■ Exercise goal: The reply should hold every record, copied exactly.

■ Extracted material:
※
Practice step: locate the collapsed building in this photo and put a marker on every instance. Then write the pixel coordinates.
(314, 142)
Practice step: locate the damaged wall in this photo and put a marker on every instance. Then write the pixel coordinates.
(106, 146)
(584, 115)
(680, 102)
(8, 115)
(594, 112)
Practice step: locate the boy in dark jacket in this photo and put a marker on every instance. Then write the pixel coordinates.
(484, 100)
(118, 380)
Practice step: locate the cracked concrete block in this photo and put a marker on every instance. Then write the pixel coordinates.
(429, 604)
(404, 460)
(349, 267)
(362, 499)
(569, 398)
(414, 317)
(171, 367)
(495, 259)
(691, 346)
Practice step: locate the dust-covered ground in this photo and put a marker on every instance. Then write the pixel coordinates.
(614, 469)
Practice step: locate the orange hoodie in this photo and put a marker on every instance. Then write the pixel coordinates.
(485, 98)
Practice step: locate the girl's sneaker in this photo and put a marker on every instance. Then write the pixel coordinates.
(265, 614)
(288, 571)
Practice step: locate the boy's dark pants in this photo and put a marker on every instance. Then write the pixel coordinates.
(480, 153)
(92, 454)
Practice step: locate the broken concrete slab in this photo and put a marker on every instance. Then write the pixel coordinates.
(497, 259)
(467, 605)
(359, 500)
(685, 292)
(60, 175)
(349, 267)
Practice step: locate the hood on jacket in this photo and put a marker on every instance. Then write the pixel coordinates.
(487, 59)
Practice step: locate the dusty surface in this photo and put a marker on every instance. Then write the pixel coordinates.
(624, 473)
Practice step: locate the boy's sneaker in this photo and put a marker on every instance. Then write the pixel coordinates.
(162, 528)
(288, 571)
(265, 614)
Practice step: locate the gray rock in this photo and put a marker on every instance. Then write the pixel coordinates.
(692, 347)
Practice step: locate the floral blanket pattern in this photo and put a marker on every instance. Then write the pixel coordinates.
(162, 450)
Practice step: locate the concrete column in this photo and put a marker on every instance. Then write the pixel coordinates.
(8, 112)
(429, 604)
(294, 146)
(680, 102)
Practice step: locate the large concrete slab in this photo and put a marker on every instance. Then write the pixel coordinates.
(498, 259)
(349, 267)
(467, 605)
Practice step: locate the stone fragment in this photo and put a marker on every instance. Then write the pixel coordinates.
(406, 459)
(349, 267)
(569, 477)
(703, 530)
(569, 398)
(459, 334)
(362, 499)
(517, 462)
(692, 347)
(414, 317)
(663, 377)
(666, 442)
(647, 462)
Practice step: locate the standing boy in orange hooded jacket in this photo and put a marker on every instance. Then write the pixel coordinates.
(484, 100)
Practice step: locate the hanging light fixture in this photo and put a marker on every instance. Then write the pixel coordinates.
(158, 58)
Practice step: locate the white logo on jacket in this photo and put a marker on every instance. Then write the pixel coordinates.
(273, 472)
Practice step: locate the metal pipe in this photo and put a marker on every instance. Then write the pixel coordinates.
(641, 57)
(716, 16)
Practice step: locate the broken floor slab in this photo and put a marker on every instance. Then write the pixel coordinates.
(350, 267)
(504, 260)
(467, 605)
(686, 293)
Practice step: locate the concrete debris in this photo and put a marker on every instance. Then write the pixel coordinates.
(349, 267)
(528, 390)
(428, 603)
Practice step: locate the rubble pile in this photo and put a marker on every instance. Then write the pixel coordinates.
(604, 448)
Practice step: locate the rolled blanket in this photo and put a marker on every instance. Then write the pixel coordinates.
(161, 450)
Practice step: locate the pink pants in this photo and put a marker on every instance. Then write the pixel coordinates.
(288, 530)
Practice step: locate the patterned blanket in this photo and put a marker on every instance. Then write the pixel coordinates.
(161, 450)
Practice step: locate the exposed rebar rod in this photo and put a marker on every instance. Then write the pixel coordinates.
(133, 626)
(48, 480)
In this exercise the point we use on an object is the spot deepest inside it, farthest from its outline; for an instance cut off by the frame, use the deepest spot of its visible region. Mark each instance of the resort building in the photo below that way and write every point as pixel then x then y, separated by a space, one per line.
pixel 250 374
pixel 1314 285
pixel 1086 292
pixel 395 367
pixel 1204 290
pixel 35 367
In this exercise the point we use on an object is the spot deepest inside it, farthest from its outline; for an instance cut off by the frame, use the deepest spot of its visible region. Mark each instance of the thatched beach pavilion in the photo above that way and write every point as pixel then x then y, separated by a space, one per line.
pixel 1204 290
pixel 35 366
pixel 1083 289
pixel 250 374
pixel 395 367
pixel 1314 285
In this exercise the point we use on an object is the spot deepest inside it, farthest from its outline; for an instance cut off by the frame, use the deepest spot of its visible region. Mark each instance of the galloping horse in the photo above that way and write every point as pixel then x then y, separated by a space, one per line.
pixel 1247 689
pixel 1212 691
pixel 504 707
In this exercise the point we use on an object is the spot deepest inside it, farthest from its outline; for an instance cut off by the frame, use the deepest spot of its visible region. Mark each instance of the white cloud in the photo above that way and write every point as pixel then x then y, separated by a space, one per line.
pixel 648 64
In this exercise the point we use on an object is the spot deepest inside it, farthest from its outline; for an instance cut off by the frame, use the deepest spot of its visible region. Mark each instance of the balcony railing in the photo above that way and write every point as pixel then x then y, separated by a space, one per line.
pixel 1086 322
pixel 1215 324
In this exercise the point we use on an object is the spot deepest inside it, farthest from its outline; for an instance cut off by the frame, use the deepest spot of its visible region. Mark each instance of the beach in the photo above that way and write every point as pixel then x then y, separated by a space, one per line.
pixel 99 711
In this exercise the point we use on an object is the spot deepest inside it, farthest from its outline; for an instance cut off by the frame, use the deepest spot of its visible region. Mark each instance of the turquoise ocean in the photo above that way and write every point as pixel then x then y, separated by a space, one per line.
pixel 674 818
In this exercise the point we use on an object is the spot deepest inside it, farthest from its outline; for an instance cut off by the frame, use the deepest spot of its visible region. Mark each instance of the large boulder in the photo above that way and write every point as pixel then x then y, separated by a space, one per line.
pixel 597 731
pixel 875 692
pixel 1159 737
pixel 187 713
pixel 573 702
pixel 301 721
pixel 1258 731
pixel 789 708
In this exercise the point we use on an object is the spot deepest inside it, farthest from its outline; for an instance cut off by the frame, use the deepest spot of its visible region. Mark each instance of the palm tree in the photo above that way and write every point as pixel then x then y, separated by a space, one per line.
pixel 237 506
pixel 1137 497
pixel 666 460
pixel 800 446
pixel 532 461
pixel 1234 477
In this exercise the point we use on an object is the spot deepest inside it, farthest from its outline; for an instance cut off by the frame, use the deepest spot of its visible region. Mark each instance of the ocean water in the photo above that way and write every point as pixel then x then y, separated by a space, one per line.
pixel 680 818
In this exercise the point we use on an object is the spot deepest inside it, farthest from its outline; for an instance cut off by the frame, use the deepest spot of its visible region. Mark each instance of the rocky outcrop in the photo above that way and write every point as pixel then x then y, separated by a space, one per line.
※
■ Answer to this problem:
Practice step: locate the collapsed building in this photo and put a marker on every instance. Then write the pixel coordinates.
(314, 142)
Practice step: locate the damaged wall in this photo and put a marker on every instance. Then write the pixel coordinates.
(106, 146)
(584, 115)
(680, 102)
(8, 115)
(594, 112)
Practice step: locate the boy in dark jacket in this photo and put a marker on every instance. Then write the pixel coordinates.
(484, 100)
(118, 380)
Practice step: locate the cracked concrete block in this photo and put a marker on every instance. Then write the pixel coordinates.
(429, 604)
(404, 460)
(349, 267)
(362, 499)
(569, 398)
(414, 317)
(171, 367)
(495, 259)
(691, 346)
Practice step: locate the dust-covered ground in this photo and put a marker on every instance. Then write the pixel coordinates.
(614, 469)
Practice step: locate the orange hoodie in this photo and put a marker on every instance. Then write the pixel coordinates.
(485, 98)
Practice step: locate the girl's sneaker in this photo and put a marker on every instance. Then write the pixel coordinates.
(265, 614)
(288, 571)
Practice step: locate the boy's dark pants in this photo and put a marker on every instance. Then write the pixel coordinates.
(480, 153)
(92, 454)
Practice step: locate the broken concrete slab in this photo and put a marker on every instance. Then write the pixel coordinates.
(497, 259)
(467, 605)
(359, 500)
(685, 292)
(60, 175)
(349, 267)
Practice step: locate the hood on jacket in this photo and put a marker on every instance. Then write the pixel coordinates.
(487, 59)
Practice step: locate the dusty surface in this photo and put a marker on every instance. Then write the pixel coordinates.
(624, 473)
Practice step: locate the boy's sneaker in this photo and put a marker on every instance. Then write the pixel coordinates.
(162, 528)
(288, 571)
(265, 614)
Practice step: locate the gray rock in this photo and put a marker on every instance. Then write the pixel coordinates.
(692, 347)
Practice step: locate the floral blanket pattern in this photo and put a marker on every instance. Then write the pixel coordinates.
(162, 450)
Practice step: locate the concrete column in this photo and put a marker on every instance. Then write the pixel coordinates.
(8, 112)
(429, 604)
(294, 146)
(680, 102)
Practice step: locate the large concrete slab in this photo and put a marker on every instance. Then write the pixel coordinates.
(498, 259)
(349, 267)
(467, 605)
Practice step: locate the stone fragment in this photo and put a marker on every instance. Then write the pixel coordinates.
(406, 459)
(349, 267)
(569, 477)
(703, 530)
(569, 398)
(459, 334)
(362, 499)
(517, 462)
(692, 347)
(414, 317)
(663, 377)
(666, 442)
(647, 462)
Practice step: locate the standing boy in orange hooded jacket in this photo and put a marker on every instance. Then write the pixel coordinates.
(484, 100)
Practice step: locate the hanging light fixture in this photo and put a marker on every instance. Then write the pixel coordinates.
(158, 58)
Practice step: locate the white logo on jacket in this photo and put a marker on every instance. Then write the pixel coordinates.
(273, 472)
Practice step: locate the metal pipe in this photo and put a marker on every instance. Then write the pixel coordinates.
(641, 57)
(716, 16)
Practice step: locate the broken floor slab in this photo and put a marker on every instance. Then write the pixel coordinates.
(350, 267)
(504, 260)
(467, 605)
(686, 293)
Practice step: locate the concrete debris in this photo and put a marker on every instance. Then write the pixel coordinates.
(349, 267)
(528, 390)
(428, 603)
Practice step: locate the rubble pile in this photo and put a marker on every instance. Then write the pixel coordinates.
(604, 448)
Practice step: locate the rolled blanket in this photo and put a marker on every instance. Then write the pixel coordinates.
(161, 450)
Practice step: locate the pink pants in this photo and put a marker on every instance. Then write the pixel coordinates.
(288, 530)
Practice step: locate the patterned blanket in this photo and put a marker on every instance. Then write the pixel coordinates.
(161, 450)
Practice step: locate the exposed rebar rod in this photo and put a marker on every instance. Then write the pixel coordinates.
(133, 626)
(48, 480)
In this exercise the point we use on an object is the spot deepest inside it, farthest from its outline; for an instance cut off by the frame, use the deepest spot of its visible region. Mark each instance of the resort building in the photo below that way and write every point as pixel then x then y, separated by a space, one per line.
pixel 250 374
pixel 1314 285
pixel 1086 292
pixel 395 367
pixel 1204 290
pixel 35 367
In this exercise the point we use on an object is the spot deepest inside it, farthest from its outline; for an instance cut off by the frame, use the deepest spot of its visible region. Mark each instance of the thatched beach pavilion in the photo above that way and write every point as pixel then x then y, separated by a space, one per line.
pixel 1204 290
pixel 35 366
pixel 1083 289
pixel 250 374
pixel 395 367
pixel 1314 285
In this exercise the point we use on an object is the spot deepest inside it, farthest from its outline; for an instance cut off by the frame, use the deepest spot of its visible region. Mark each instance of the galloping horse in the photo above that way and write every point as pixel then x then y, separated by a space, one per line.
pixel 1247 689
pixel 1212 691
pixel 504 707
In this exercise the point we use on an object is the spot deepest inside it, farthest from its outline; for an instance cut off by the frame, use the deepest spot of its visible region. Mark each instance of the white cloud in the photo above that way and write every point as pixel then x then y, separated by a space, one per line.
pixel 648 64
In this exercise the point we use on an object is the spot deepest inside it, farthest from its outline; for an instance cut off by the frame, use the deepest spot of its visible region. Mark each instance of the balcony railing in the photo above that way and write every point as pixel then x then y, separated by a space, one per line.
pixel 1086 322
pixel 1215 324
In this exercise the point we use on an object is the spot deepest inside it, farthest from its outline; for an instance cut off by the frame, use the deepest spot of its visible region. Mark each instance of the beach in the photo above that way and write every point as pixel then x then y, separated by a space, one per line.
pixel 99 711
In this exercise the point we use on an object is the spot deepest inside it, farthest from its outline; for an instance cut off by the frame, use the deepest spot of its visible region. Mark each instance of the turquoise ocean in the photo above that way and write every point as pixel then x then y, separated by a space, one per line.
pixel 674 818
In this exercise the point we use on an object is the spot deepest inside it, farthest from its outline; for an instance cut off by the frame, use the deepest spot of its visible region. Mark each instance of the large boulder in the photo above that way and write every point as pixel then x then y, separated by a space, one per line.
pixel 597 731
pixel 875 692
pixel 1159 737
pixel 187 713
pixel 573 702
pixel 301 721
pixel 1258 731
pixel 789 708
In this exercise the point we use on an object is the spot deepest inside it, farthest from its outline; for an instance cut off by the frame, use the deepest spot of its visible region. Mark each instance of the palm tree in the photo above that way and write every point as pixel then x then y, separated by a space, one per line.
pixel 237 506
pixel 1137 497
pixel 666 460
pixel 800 446
pixel 532 461
pixel 1234 477
In this exercise the point we use on an object is the spot deepest inside it, farthest from its outline; for an instance cut off by the frame, use the deepest spot of its visible region. Mark each instance of the ocean water in the photo above that way and write every point as pixel then x then y, separated by a space, one per line.
pixel 680 818
In this exercise the point we use on an object is the spot deepest inside it, farthest from its outline; for an instance cut off by the frame, use the deepest spot of its visible region. Mark each instance of the rocky outcrop in the photo above that way and write every point as pixel then x then y, separated by a space, one per line.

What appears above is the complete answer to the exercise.